----- Material supplied -----

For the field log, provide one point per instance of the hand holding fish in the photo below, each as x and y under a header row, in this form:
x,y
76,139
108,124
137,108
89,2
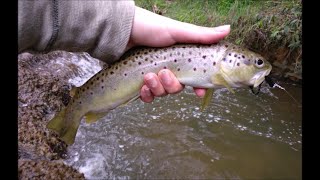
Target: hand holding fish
x,y
150,29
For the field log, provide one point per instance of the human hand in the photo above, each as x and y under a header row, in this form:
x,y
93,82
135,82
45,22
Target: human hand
x,y
150,29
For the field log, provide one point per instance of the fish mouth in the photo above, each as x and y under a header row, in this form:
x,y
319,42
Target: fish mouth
x,y
260,77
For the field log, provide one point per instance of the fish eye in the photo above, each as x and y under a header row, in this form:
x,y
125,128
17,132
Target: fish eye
x,y
259,62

-----

▸ Problem to work on:
Gather from the data above every line with the string "under".

▸ Solution for this task:
For the field log, provide one point per instance of the hand holding fish in the photo below, each as x and y under a header row, in this form:
For the field log, provide one point per instance of the human hand in the photo above, each as x and y under a header row, in this form:
For the field log, provide one point per instance of the fish mouth in the photo above, each as x and y under a header row, in this form:
For the field log, provide one point per instance of the fish eye in the photo above, each as x and y under a header row, in this form:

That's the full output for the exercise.